Внимание редактора к образу Сирени, как ведущей силе в противостоянии добра и зла, потребовало усиления сценического «я» и поддержания драматургической роли героини на том этапе действия, где прежде ее у Петипа не было (то есть в третьем действии, на празднике). Здесь Сергеев подхватил отличную идею московского балетмейстера А. Мессерера, который первым осознал важность явления здесь главной виновницы торжества — Феи Сирени — явления не пантомимного, не статуарного, а в отдельном, гимническом, победном танце. Так, в московской редакции «Спящей красавицы» (1936) Фея Сирени впервые затанцевала в третьем акте. Вопрос стоял в подборе музыки. И Сергеев нашел отличное решение, «опознав» нужную музыку в той вариации, которая была перемещена Петипа в сцену нереид, а на самом деле, написана Чайковским для третьего акта к танцу Феи золота. Если Лопухов не решился изъять ее из нереид, оставив выбор за танцовщицами, то Сергеев музыкально оказался более последовательным. Авроре-нереиде осталась только вариация, которую здесь написал Чайковский, исходя из общего лирического строя сцены, а музыка «Золота», абсолютно противоположная в своем характере, вернувшись в третий акт, идеально подошла для пафос-ного танца доброй феи, собственно, написанная для свадебного торжества (как подошла Фее Сирени первая часть танца от бывшей вариации Авроры-нереиды, сочиненной Петипа). Сергеев сохранил эффектное продвижение танцовщицы вперед в двенадцати grands battements developpe a la second, но для второй части поставил новую выразительную комбинацию с поочередной сменой большого кабриоля и гордого выстаивания в арабеске. Последняя третья часть была традиционной для женских вариаций диагональю с пируэтами, завершавшейся несколькими еmboîté en tournant. Таким образом, полу-пантомимная роль Феи Сирени у Сергеева переродилась в полноценную балеринскую хореографическую партию.

ИСХОДНЫЕ ДАННЫЕ.
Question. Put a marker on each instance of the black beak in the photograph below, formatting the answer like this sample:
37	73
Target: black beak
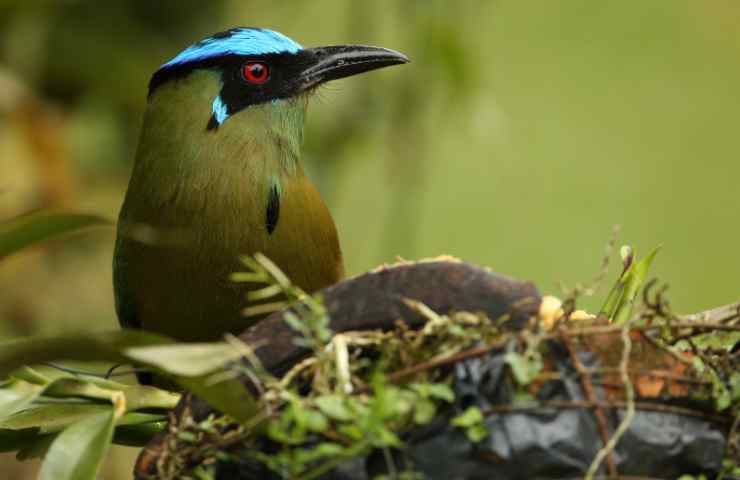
331	63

ЗАДАНИЕ. Изложите отрывок о партии Феи Сирени в двух предложениях. Строки здесь не понадобятся.

ОТВЕТ. Сергеев подхватил идею А. Мессерера, в московской редакции «Спящей красавицы» (1936) которого Фея Сирени впервые затанцевала в третьем акте, и тоже дал ей в третьем действии отдельный победный танец. Для этого танца Сергеев вернул в третий акт музыку, написанную Чайковским для Феи золота и перемещенную Петипа в сцену нереид, и поставил новые комбинации, благодаря чему полу-пантомимная роль стала полноценной балеринской партией.